*EXERCISE PASSAGE*:
-- Opening Marker --

Yet as conceived by creator Frank Spotnitz—perhaps best known for being the right-hand man to Chris Carter on The X-Files’ writing staff—and shot by directors including S.J. Clarkson and James Strong, Hunted is thrillingly visual in a way that television rarely is. Take that Tangiers section. There’s only the barest of exposition, as Spotnitz’s script and Clarkson’s direction team up to convey as much information through images as they can. Is Samantha hooking up with someone? Then we see her kissing him, rather than lots of exposition or voiceover about the matter. And this extends beyond even fairly basic visual storytelling like that, visual storytelling plenty of other series flunk. The mission that has drawn Samantha to Tangiers is complicated and filled with reversals and betrayals, yet Spotnitz and Clarkson trust George to carry the story and the audience to understand what’s happening. The camera is always precisely placed so the audience gets exactly the information it needs. Spotnitz’s script gives those viewing information exactly when it’s needed. The series doesn’t talk down to those viewing it, as TV so often does.
A sequence following this section is even better, as Samantha recuperates from Tangiers at a remote country cabin. Shot in jarring fashion to convey the passage of time and the heroine’s fractured state of mind, this sequence is essentially wordless, cutting between Samantha getting stronger and her memories of the bad things that have happened to her in the past (at least one of which seems tied to her current problems). The passage of time is conveyed by a series of repeating shots—Samantha sitting stock upright in a bath, her foot hitting a particular marker while running down a dirt path—and the footage is gorgeous, a respite from the dusty browns of Tangiers. It’s in this sequence, with its gorgeous cinematography and jittery edits, that Hunted truly signals it could be something special.
There are little moments like that in every episode screened. Sometimes, they’re not nearly prominent enough, and sometimes, they threaten to take over. Yet it’s this visual quality, along with George’s performance, that marks this series as one to watch, even if it has its flaws. Hunted sometimes pushes too far, and by episode three, there are something like six or seven storylines flying past, without any real indication of how they’re all hooked in together and varying levels of interest inherent in all of them. In addition, while George is fantastic, her interactions with the rest of the cast (which includes Oz and Lost's Adewale Akinnuoye-Agbaje and Game Of Thrones' Stephen Dillane) often leave something to be desired. There’s a good character here, but there are few immediately compelling relationships. And, finally, the violence in the series can be too much, and it often arrives seemingly out of nowhere. (Those who are horrified by eye trauma should probably skip this one.)

-- Closing Marker --

*SUPPLIED MATERIAL*:
-- Opening Marker --

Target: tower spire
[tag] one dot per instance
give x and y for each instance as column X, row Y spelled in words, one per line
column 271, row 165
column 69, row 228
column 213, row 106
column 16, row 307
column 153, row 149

-- Closing Marker --

*EXERCISE DIRECTIONS*:
Please condense the paragraph of the Hunted review that begins "A sequence following this section" into a short bulleted list that keeps its main facts.

*RESULT OF THE EXERCISE*:
- The sequence after Tangiers is even better. In it, Samantha recuperates at a remote country cabin.
- Its jarring style conveys both the passage of time and her fractured state of mind.
- It is essentially wordless. It cuts between Samantha getting stronger and her memories of bad things from her past, at least one of which seems tied to her current problems.
- Repeating shots mark the passing time: Samantha sitting upright in a bath, and her foot hitting a marker on a dirt path.
- The gorgeous footage is a respite from the dusty browns of Tangiers.
- With its cinematography and jittery edits, this sequence is where Hunted signals it could be something special.